-- Prompt 1 --
Answer these questions using the opinion piece on gender and labor:
(a) In 2016, what percentage of babies in the UK were delivered via midwife?
(b) In 1800, what percentage of teachers in the United States were male?
(c) In 2017-2018, what percentage of doctorates in engineering went to women?
-- Prompt 2 --
List every percentage figure that appears in the opinion piece on gender and labor, noting briefly what each one measures.
-- Prompt 3 --
Extract the stretch of the opinion piece on gender and labor from "According to the" through "that same year.)".

-- Document passage --
....

Opinion

On Gender and Labor

By Dr. Arielle Levites

Joseph Epstein’s recent Wall Street Journal op-ed suggesting that Dr. Jill Biden drop her title, prompted many objections. Some wrote about Epstein’s condescending tone and his misunderstanding of the history of the word ‘doctor’. Others offered views about the op-ed through the lens of gender and titles. I want to add that Epstein’s op-ed is not only about gender and titles; it’s about gender and labor – or more specifically the feminization of certain professions. Is Epstein’s problem simply with any doctoral degree or is it with a doctorate in education?

Epstein writes that “no one should call himself “Dr.” unless he has delivered a child.” This is a most apt example (if not to his point). The work of delivering babies – the very criteria which Epstein uses to distinguish between those who deserve the title of doctors and those who do not – has not historically been a high prestige position. For most of human history across time and space, the labor of assisting laboring women was accomplished almost entirely by women without degrees. They were called midwives. Elsewhere in the western world midwives (now highly trained professionals) continue to deliver the majority of babies. (In 2016 in the UK 53% of babies were delivered via midwife, in a similar period in the US it was 8%.) Many have called for increased access to midwives to improve maternal mortality rates in the US.

In the United States, over the course of last century and a half the gender of people doing the work of delivering babies shifted. Delivering babies became an act that happened in a hospital not a home and the people who presided over a birth became men with the title of doctor and not women without any title at all. Midwifery, a female coded profession, was overtaken by obstetrics, a male coded profession.

[And indeed it would seem that as women increasingly enter medicine the position is losing prestige. In 2019 the number of women enrolled in medical school exceeded the number of men for the first time. But don’t worry; there is still plenty of gender segregation within the field of medicine. 82% of neurosurgeons are male, and 72% of pediatricians female. And in 2019 starting salaries for male medical doctors were on average $17,000 higher than for female medical doctors.]

The degree to which a profession is seen as demanding high intelligence and specialized training is directly related to whether or not it is believed to be a job for men or for women. As another example, at the dawn of computing, coding was classified as a rote task and done by women. Real men built hardware. Today, as we well know, coding is seen as the domain of lone male geniuses who dropped out of Stanford.

That Dr. Biden’s doctorate is in education seems an important part of the calculus. Like delivering babies, education is a profession that underwent a profound shift in its gender makeup in the last century and a half. As access to public schooling increased and industrialization opened up more job opportunities for men, what had once been a profession dominated by men (in 1800 90% of teachers in the United States were male) became a female coded profession. (It’s one American Jewish women flocked to as it was seen as an opportunity for upward mobility among many Ashkenazi Jews in the early 20th century). As teachers became women, the prestige of the profession plummeted. Today about 76% of teachers in K-12 American schooling are women.

According to the National Center for Education Statistics, of all the major fields conferring doctorates in the US, the doctorate in education is the most heavily skewed toward women. In 2017-2018 68% of recipients of a doctoral degree in education were women. (By way of comparison 26% of doctorates in engineering went to women in that same year.)

....

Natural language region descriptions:
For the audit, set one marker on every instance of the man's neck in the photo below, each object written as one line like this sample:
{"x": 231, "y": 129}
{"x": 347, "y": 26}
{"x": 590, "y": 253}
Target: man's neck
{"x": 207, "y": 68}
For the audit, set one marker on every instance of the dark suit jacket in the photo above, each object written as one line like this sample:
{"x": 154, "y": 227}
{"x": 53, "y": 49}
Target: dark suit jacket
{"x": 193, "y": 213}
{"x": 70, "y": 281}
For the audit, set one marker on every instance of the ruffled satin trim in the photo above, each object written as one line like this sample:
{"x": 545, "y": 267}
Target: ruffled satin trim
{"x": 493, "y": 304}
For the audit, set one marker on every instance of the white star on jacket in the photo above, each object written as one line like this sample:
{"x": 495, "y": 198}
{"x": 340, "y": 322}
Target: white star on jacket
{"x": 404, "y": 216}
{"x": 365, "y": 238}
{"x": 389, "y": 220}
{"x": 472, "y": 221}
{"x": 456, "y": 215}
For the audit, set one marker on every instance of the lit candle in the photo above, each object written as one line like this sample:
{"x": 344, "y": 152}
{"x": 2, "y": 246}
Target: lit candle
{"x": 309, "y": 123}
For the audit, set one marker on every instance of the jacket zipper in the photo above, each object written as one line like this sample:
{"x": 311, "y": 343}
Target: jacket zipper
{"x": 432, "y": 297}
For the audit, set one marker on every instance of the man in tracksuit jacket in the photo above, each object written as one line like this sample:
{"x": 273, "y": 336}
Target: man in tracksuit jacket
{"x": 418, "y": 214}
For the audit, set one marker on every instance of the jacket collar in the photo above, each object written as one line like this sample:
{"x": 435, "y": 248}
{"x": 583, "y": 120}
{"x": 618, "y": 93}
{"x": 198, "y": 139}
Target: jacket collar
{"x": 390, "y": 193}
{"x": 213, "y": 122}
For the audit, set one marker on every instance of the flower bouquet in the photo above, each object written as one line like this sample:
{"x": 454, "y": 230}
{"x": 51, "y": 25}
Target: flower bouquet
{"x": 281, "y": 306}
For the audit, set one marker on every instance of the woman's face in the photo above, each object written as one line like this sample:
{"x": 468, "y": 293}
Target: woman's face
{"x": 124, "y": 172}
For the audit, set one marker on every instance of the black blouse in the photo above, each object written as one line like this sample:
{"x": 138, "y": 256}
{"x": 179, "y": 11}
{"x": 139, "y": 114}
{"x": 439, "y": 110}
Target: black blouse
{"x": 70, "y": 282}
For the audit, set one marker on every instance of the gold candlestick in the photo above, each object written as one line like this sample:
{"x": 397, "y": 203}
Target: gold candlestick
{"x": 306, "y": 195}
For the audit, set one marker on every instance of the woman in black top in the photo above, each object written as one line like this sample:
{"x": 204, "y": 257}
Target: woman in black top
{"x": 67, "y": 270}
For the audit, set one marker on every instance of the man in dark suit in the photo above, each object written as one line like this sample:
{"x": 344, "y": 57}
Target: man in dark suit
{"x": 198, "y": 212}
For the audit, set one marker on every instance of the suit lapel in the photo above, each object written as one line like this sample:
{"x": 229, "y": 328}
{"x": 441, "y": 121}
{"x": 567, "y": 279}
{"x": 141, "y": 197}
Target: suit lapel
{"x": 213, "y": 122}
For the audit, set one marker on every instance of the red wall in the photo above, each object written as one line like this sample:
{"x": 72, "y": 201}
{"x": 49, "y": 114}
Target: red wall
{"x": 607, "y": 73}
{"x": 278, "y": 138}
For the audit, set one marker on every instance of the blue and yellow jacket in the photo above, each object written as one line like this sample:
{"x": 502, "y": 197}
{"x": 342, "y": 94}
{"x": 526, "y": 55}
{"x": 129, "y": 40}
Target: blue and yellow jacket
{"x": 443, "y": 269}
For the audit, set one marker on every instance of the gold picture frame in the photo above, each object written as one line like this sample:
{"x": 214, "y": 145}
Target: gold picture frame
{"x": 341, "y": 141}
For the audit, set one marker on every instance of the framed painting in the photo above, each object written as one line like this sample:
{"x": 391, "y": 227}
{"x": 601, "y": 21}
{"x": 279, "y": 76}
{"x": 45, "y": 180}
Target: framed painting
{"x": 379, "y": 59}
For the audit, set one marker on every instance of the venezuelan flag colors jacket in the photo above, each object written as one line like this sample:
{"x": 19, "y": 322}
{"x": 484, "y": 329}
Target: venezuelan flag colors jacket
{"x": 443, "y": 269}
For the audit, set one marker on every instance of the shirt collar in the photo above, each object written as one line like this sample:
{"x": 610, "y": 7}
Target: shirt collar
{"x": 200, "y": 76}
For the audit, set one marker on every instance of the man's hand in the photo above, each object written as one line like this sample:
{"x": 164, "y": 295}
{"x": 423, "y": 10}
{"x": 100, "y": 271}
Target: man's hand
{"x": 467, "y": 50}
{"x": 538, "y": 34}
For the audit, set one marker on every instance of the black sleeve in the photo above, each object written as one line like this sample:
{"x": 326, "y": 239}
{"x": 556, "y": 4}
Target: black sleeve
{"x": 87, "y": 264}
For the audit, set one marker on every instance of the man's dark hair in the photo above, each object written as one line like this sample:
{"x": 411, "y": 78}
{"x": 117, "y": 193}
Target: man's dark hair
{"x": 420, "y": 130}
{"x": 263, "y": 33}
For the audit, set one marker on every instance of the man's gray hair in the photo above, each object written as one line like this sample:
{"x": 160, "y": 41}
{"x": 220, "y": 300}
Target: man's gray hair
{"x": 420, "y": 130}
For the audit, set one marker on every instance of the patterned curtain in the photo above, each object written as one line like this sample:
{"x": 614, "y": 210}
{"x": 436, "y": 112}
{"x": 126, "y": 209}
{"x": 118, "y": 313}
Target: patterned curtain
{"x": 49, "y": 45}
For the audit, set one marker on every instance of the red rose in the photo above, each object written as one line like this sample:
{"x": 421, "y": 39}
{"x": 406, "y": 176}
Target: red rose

....

-- Answer area 1 --
(a) 53%
(b) 90%
(c) 26%

-- Answer area 2 --
- 53%: babies delivered via midwife in the UK in 2016
- 8%: babies delivered via midwife in the US in a similar period
- 82%: neurosurgeons who are male
- 72%: pediatricians who are female
- 90%: teachers in the United States who were male in 1800
- 76%: teachers in K-12 American schooling who are women today
- 68%: recipients of a doctoral degree in education who were women in 2017-2018
- 26%: doctorates in engineering that went to women in that same year

-- Answer area 3 --
According to the National Center for Education Statistics, of all the major fields conferring doctorates in the US, the doctorate in education is the most heavily skewed toward women. In 2017-2018 68% of recipients of a doctoral degree in education were women. (By way of comparison 26% of doctorates in engineering went to women in that same year.)